BEGIN

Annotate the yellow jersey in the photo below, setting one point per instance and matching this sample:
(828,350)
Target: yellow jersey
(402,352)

END
BEGIN

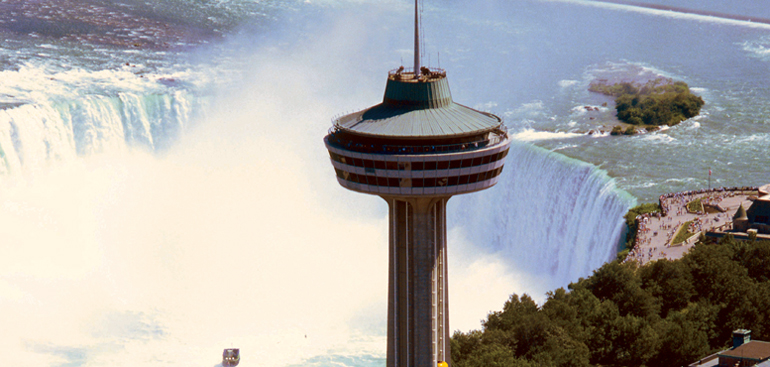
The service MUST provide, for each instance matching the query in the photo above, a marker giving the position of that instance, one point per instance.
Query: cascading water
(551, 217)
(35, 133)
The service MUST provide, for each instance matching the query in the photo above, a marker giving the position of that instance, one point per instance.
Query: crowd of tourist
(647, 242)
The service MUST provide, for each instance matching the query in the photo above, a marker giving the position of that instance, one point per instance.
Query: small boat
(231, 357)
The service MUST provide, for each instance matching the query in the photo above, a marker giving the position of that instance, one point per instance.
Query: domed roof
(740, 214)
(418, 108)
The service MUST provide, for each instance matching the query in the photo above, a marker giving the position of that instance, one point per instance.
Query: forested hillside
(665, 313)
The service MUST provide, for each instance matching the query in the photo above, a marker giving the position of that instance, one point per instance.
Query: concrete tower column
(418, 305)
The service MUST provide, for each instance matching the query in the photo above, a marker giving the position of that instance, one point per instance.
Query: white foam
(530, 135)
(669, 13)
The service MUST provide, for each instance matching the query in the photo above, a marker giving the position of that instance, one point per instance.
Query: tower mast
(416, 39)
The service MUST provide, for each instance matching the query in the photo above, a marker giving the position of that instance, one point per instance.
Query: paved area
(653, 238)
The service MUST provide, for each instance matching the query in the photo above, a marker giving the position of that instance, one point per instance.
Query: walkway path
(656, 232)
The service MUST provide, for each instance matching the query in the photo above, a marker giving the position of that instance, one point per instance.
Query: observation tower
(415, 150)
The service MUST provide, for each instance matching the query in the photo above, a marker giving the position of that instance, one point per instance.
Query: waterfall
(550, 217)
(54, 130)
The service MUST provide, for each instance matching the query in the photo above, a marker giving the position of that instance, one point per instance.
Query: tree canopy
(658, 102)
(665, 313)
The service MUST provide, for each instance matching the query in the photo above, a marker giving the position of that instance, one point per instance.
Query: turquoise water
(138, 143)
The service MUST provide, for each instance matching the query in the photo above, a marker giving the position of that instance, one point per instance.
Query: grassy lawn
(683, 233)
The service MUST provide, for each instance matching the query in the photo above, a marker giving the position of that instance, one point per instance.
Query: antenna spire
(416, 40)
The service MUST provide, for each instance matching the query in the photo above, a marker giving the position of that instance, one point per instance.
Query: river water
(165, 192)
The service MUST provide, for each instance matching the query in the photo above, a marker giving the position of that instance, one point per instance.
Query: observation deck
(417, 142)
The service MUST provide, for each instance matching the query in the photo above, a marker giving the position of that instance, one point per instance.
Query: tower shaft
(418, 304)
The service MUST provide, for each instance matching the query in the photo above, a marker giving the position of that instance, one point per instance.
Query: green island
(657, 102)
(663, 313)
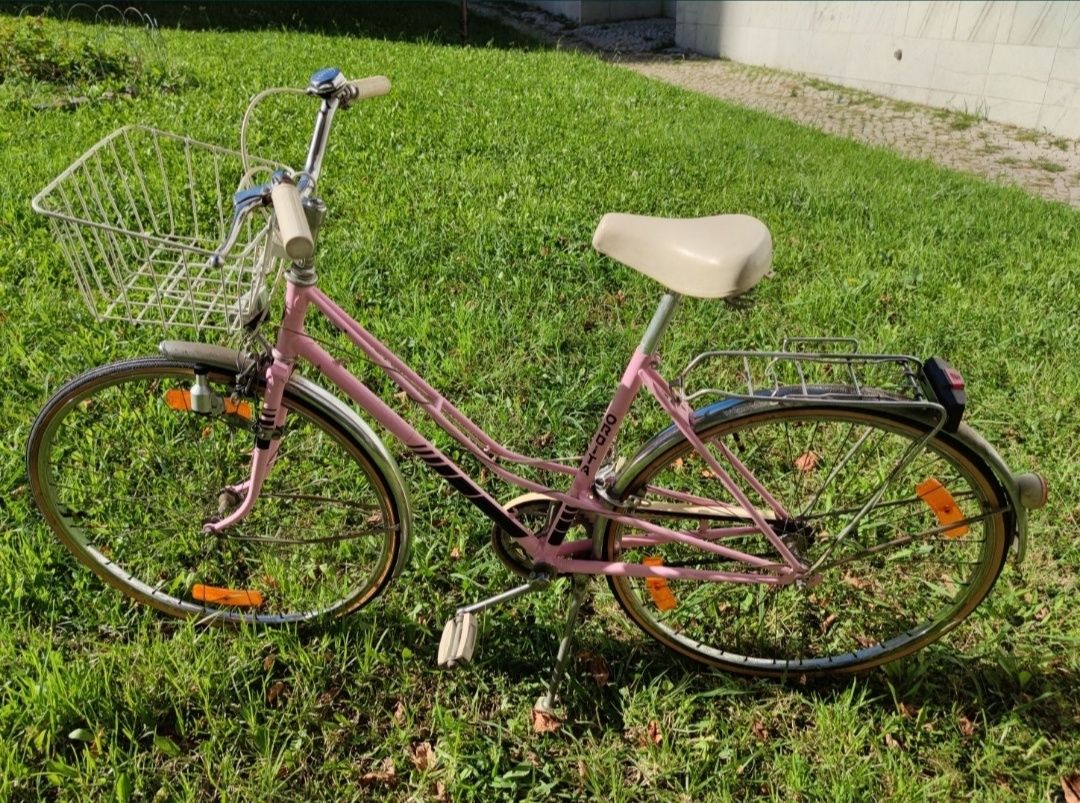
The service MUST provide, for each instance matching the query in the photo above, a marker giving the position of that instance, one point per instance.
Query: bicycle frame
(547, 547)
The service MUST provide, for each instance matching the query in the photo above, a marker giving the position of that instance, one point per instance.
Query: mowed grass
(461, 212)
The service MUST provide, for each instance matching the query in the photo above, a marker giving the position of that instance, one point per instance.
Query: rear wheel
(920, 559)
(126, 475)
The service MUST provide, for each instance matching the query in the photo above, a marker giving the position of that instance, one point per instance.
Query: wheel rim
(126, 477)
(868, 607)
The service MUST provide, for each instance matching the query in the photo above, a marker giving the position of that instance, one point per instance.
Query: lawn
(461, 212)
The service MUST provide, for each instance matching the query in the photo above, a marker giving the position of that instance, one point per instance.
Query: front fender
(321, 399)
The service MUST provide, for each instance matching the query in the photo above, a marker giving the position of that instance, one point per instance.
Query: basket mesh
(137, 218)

END
BEGIN

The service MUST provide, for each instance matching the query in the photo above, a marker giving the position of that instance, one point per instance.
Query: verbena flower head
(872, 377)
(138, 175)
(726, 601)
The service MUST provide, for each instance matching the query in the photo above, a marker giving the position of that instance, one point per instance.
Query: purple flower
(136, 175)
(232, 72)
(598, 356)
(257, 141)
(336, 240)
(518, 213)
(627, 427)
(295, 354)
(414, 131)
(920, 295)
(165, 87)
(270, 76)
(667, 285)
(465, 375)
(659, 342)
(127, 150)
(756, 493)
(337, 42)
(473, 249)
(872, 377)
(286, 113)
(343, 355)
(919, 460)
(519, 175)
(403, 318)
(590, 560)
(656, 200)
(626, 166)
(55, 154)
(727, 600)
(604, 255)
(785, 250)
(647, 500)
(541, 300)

END

— Description of the task —
Find each line in the items above that contains the word "jersey", and copy every such line.

— The solution —
Annotate the yellow jersey in the photo below, setting one point per instance and matching this sample:
Target: yellow jersey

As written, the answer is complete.